--- START ---

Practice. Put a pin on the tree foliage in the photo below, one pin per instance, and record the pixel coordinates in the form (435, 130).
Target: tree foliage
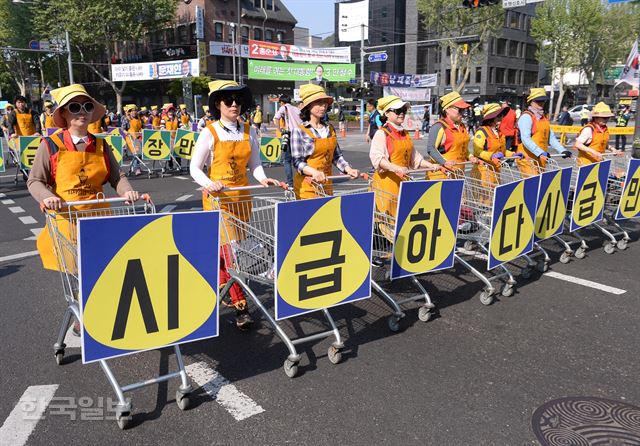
(447, 19)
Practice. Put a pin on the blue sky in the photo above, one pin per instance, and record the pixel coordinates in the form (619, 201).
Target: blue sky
(317, 15)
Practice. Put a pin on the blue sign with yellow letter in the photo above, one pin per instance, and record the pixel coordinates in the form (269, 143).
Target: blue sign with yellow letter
(147, 281)
(514, 211)
(426, 226)
(552, 203)
(629, 206)
(323, 253)
(588, 199)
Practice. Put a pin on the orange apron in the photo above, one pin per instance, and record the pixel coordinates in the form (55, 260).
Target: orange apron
(229, 165)
(400, 148)
(78, 176)
(456, 144)
(24, 124)
(599, 142)
(540, 131)
(321, 159)
(134, 135)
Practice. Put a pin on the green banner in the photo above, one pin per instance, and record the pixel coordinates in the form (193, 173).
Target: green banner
(280, 71)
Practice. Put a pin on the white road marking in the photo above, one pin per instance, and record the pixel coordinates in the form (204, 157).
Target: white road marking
(22, 255)
(36, 232)
(28, 220)
(167, 208)
(584, 282)
(239, 405)
(24, 417)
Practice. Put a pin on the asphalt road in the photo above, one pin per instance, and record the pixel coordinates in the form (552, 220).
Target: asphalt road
(475, 374)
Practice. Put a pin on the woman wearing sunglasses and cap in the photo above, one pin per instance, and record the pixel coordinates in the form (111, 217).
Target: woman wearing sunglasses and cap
(73, 165)
(392, 152)
(593, 140)
(229, 146)
(448, 142)
(314, 145)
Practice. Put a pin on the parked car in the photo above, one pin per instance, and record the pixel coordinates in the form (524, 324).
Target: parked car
(575, 112)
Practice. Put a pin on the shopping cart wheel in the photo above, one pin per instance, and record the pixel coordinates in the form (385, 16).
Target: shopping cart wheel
(609, 247)
(290, 368)
(565, 257)
(334, 354)
(543, 266)
(394, 323)
(507, 290)
(183, 400)
(123, 419)
(486, 297)
(424, 313)
(580, 253)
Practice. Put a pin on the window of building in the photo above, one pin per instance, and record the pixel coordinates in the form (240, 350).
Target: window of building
(245, 35)
(220, 64)
(218, 27)
(514, 20)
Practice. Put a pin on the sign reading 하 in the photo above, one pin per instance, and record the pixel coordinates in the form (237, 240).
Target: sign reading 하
(552, 203)
(184, 143)
(426, 226)
(514, 210)
(28, 147)
(147, 281)
(156, 145)
(323, 253)
(270, 150)
(629, 206)
(588, 200)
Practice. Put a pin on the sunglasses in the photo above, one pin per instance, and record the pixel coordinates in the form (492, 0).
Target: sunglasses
(75, 107)
(229, 100)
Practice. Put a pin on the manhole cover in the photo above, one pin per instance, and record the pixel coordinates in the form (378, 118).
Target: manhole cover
(583, 421)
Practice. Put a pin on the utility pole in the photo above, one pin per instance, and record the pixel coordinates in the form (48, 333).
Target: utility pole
(66, 35)
(362, 77)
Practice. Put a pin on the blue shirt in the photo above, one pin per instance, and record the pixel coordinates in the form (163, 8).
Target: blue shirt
(524, 127)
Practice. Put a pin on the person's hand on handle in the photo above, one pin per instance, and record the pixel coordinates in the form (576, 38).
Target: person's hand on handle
(215, 186)
(353, 173)
(51, 203)
(132, 196)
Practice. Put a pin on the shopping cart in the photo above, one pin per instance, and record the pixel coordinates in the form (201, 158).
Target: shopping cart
(252, 258)
(62, 226)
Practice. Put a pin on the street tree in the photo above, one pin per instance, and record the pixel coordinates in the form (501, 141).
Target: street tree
(448, 19)
(100, 29)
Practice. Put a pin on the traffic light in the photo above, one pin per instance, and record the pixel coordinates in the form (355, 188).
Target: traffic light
(478, 3)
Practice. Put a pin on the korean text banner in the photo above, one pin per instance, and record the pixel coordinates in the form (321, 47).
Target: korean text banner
(588, 202)
(280, 71)
(155, 70)
(514, 211)
(284, 53)
(147, 281)
(323, 253)
(629, 206)
(552, 203)
(426, 226)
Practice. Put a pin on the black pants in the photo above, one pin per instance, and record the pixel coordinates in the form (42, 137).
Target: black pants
(621, 142)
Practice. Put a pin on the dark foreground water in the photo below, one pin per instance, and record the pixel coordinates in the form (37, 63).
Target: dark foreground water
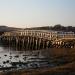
(12, 58)
(17, 59)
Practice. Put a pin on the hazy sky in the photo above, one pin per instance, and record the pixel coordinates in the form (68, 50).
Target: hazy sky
(31, 13)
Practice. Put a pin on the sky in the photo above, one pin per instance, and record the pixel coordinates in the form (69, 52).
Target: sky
(35, 13)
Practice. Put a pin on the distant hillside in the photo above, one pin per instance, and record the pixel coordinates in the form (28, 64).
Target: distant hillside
(7, 29)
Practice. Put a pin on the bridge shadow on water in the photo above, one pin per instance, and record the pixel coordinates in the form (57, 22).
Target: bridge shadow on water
(17, 57)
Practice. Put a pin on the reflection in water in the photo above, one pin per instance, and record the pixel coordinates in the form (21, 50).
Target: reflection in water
(12, 58)
(17, 59)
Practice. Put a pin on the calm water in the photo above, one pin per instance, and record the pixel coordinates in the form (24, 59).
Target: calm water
(16, 59)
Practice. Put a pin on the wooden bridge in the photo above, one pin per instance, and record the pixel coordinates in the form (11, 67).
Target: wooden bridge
(35, 39)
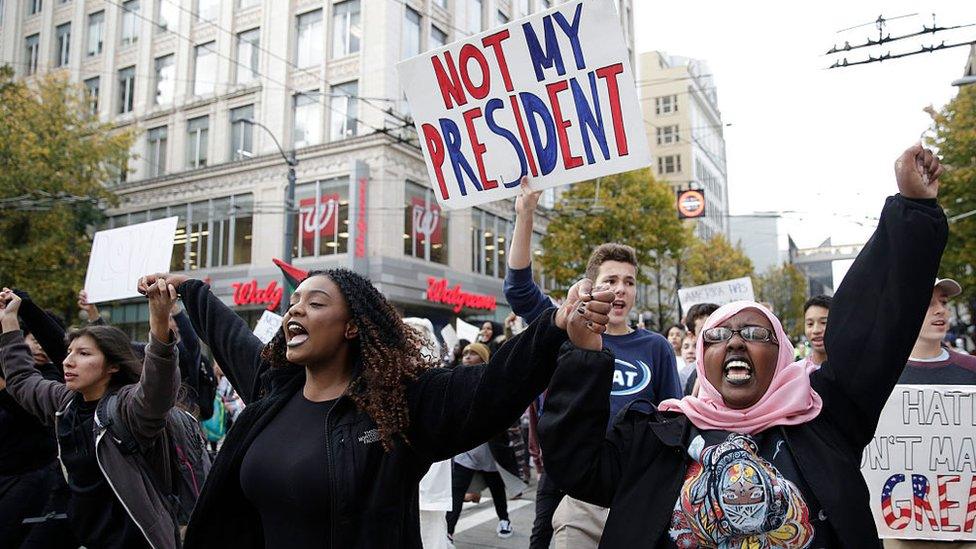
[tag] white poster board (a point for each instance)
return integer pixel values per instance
(551, 96)
(267, 326)
(718, 293)
(467, 331)
(120, 256)
(921, 464)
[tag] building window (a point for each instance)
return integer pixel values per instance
(130, 26)
(96, 30)
(91, 93)
(425, 225)
(667, 135)
(204, 69)
(213, 233)
(411, 34)
(322, 227)
(489, 240)
(666, 104)
(346, 31)
(63, 33)
(206, 10)
(241, 132)
(475, 16)
(437, 37)
(669, 164)
(248, 44)
(344, 110)
(309, 41)
(197, 132)
(167, 15)
(231, 215)
(307, 116)
(127, 88)
(156, 139)
(33, 43)
(165, 83)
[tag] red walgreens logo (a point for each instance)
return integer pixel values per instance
(439, 292)
(248, 293)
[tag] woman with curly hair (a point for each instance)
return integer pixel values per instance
(345, 415)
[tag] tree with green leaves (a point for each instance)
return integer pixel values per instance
(955, 137)
(714, 260)
(629, 208)
(785, 288)
(57, 158)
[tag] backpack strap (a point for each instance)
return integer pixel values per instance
(107, 416)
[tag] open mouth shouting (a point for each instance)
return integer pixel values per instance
(737, 370)
(295, 333)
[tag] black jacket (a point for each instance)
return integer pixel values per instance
(374, 493)
(638, 468)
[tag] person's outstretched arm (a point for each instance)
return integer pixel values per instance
(48, 333)
(879, 307)
(526, 298)
(25, 383)
(144, 409)
(234, 346)
(455, 410)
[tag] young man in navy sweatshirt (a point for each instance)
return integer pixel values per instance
(645, 364)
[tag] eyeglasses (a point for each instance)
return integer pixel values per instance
(756, 334)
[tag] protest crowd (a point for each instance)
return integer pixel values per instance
(353, 427)
(348, 425)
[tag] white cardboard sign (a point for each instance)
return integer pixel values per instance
(551, 96)
(267, 326)
(921, 464)
(120, 256)
(719, 293)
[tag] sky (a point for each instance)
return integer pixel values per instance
(818, 144)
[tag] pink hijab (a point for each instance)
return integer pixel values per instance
(790, 400)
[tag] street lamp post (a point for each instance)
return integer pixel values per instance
(291, 160)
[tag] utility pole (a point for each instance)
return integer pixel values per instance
(290, 212)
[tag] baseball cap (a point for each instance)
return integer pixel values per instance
(949, 286)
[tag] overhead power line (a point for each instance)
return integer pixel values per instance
(887, 56)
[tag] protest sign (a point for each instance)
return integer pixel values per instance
(718, 293)
(467, 331)
(921, 464)
(120, 256)
(550, 96)
(268, 326)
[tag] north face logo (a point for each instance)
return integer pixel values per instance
(369, 437)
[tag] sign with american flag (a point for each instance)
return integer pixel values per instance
(921, 464)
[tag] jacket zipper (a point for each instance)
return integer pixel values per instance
(116, 492)
(328, 461)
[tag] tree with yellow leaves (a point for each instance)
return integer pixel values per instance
(955, 137)
(630, 208)
(57, 159)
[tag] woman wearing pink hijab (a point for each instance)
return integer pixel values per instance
(767, 455)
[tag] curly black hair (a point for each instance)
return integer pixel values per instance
(386, 352)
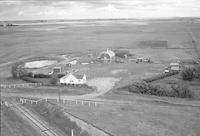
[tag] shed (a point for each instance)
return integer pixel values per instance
(73, 79)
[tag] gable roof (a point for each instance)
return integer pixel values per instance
(107, 53)
(77, 76)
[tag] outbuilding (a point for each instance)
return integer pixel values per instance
(107, 55)
(73, 79)
(174, 66)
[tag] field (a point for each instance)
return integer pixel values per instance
(13, 125)
(164, 41)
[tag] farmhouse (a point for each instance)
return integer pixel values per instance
(107, 55)
(73, 79)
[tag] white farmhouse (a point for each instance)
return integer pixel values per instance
(107, 55)
(73, 79)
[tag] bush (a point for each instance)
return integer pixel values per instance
(181, 91)
(145, 88)
(188, 73)
(160, 76)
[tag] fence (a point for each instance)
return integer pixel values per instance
(19, 85)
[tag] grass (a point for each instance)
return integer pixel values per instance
(13, 125)
(55, 116)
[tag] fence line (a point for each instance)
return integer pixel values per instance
(65, 101)
(4, 86)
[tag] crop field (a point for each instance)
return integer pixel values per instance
(13, 125)
(163, 41)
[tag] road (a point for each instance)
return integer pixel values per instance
(33, 119)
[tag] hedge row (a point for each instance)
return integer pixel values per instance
(177, 90)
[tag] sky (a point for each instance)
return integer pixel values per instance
(96, 9)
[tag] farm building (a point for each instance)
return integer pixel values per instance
(107, 55)
(174, 66)
(73, 79)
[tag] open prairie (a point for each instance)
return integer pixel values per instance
(35, 40)
(164, 41)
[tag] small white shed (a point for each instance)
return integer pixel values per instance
(73, 79)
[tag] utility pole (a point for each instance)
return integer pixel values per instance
(59, 93)
(72, 132)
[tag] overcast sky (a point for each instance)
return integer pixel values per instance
(92, 9)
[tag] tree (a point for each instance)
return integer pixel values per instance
(54, 79)
(188, 73)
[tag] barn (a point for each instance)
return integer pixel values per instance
(73, 79)
(107, 55)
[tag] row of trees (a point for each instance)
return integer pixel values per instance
(177, 90)
(189, 73)
(19, 72)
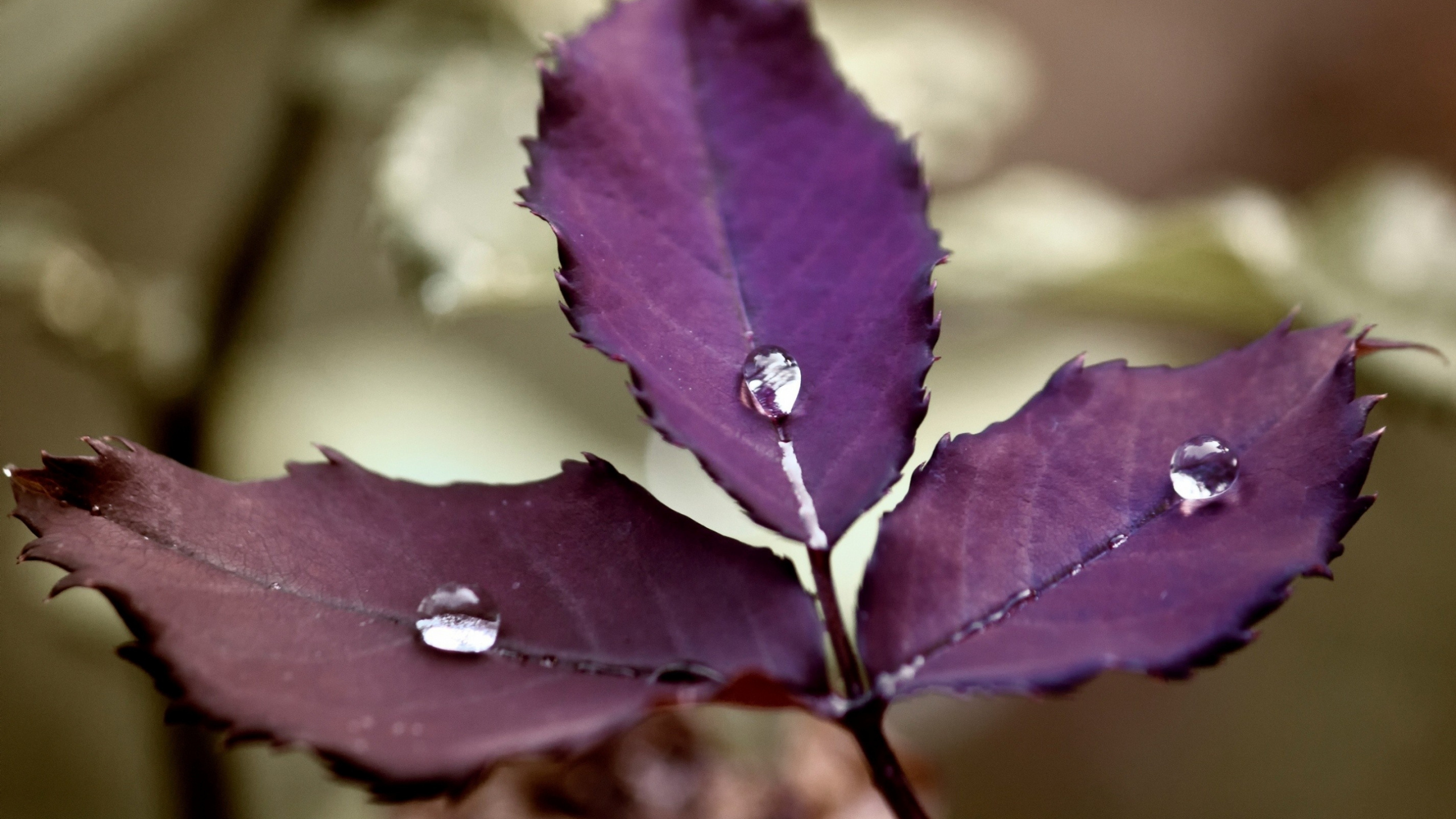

--- END ---

**EXERCISE DESCRIPTION:**
From the listing above, repeat exactly the lines starting at the line that includes "[tag] white farmhouse" and ending at the line that includes "[tag] hedge row (a point for each instance)", with nothing outside that span.

**REPLY:**
[tag] white farmhouse (a point for each instance)
return integer pixel values per instance
(107, 55)
(73, 79)
[tag] bush (a point for each instance)
return integer pixel values per instance
(181, 91)
(145, 88)
(188, 73)
(160, 76)
[tag] fence (a point for each instance)
return integer pixel values per instance
(19, 85)
[tag] grass (a point for each instance)
return integer pixel values per instance
(13, 125)
(55, 116)
[tag] fence line (a point for each instance)
return integer pixel values per instance
(65, 101)
(4, 86)
[tag] crop field (a point for each instance)
return integer pixel values per instance
(13, 125)
(163, 41)
[tag] road (a point for each instance)
return integer pixel values per instance
(33, 119)
[tag] hedge row (a point for each instance)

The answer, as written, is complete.